* About this exercise
Retype each entry below precisely as it reads.

* The input
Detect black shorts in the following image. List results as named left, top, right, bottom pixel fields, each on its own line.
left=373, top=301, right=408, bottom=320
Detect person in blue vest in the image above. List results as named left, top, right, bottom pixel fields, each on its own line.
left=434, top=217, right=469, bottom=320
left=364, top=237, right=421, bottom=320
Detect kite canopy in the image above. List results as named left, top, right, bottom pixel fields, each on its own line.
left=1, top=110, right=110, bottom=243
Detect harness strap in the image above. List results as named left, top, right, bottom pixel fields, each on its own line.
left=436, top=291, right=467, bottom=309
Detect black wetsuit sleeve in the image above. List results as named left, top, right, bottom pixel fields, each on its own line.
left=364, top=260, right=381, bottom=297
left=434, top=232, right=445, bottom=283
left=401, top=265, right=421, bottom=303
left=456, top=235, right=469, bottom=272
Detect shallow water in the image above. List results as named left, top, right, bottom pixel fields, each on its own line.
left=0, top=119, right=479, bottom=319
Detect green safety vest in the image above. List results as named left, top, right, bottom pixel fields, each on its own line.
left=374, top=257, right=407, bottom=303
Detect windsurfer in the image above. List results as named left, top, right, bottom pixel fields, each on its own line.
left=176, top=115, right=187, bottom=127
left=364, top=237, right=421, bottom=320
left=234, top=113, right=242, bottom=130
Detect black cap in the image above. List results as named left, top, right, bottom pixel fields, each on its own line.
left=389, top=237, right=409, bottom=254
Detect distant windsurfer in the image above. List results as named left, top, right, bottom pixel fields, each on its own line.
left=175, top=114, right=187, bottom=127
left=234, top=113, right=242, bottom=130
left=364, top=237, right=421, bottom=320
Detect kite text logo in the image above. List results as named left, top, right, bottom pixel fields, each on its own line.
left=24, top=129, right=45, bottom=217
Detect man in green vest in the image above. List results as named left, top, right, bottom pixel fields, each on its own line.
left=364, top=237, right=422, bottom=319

* Finished task
Detect black shorts in the following image. List results as named left, top, right, bottom pixel fields, each on its own line.
left=373, top=301, right=408, bottom=320
Detect person in blue vest in the image above. List results as named left, top, right, bottom pixel fields, each on its own line.
left=434, top=217, right=469, bottom=320
left=364, top=237, right=421, bottom=320
Detect kite canopy in the image above. List results as named left, top, right, bottom pixel fields, each on its own line.
left=1, top=110, right=110, bottom=243
Detect harness strap in the image above. List results as named left, top, right, bottom pixel fields, each on its own line.
left=436, top=291, right=467, bottom=309
Detect black wetsuit sleeve in the image above. List results as named left, top, right, bottom pixel fields, each on its own line.
left=364, top=260, right=381, bottom=297
left=434, top=232, right=445, bottom=283
left=401, top=265, right=421, bottom=303
left=456, top=235, right=469, bottom=272
Detect shallow water in the image above. List results as named left, top, right, bottom pixel fields, each on its own line.
left=0, top=119, right=479, bottom=319
Detect green safety vest in the image above. List results as named left, top, right, bottom pixel fields, each on its own line.
left=374, top=257, right=407, bottom=303
Detect windsurfer in the image above. List results as named left, top, right, bottom pixel fields, each on its own line.
left=176, top=115, right=187, bottom=127
left=364, top=237, right=421, bottom=320
left=234, top=113, right=242, bottom=130
Detect black cap in the image above. List results as named left, top, right, bottom pixel fields, each on its own line.
left=389, top=237, right=409, bottom=254
Detect distant windsurfer in the image above. List results as named left, top, right, bottom pixel fields, each on its own line.
left=175, top=114, right=187, bottom=127
left=234, top=113, right=242, bottom=130
left=364, top=237, right=421, bottom=320
Detect kite text logo in the image above. List results as named left, top, right, bottom pixel fields, each on its own line.
left=24, top=129, right=45, bottom=217
Detect man in green vest in the image above. List results as named left, top, right, bottom pixel fields, each on its own line.
left=364, top=237, right=422, bottom=319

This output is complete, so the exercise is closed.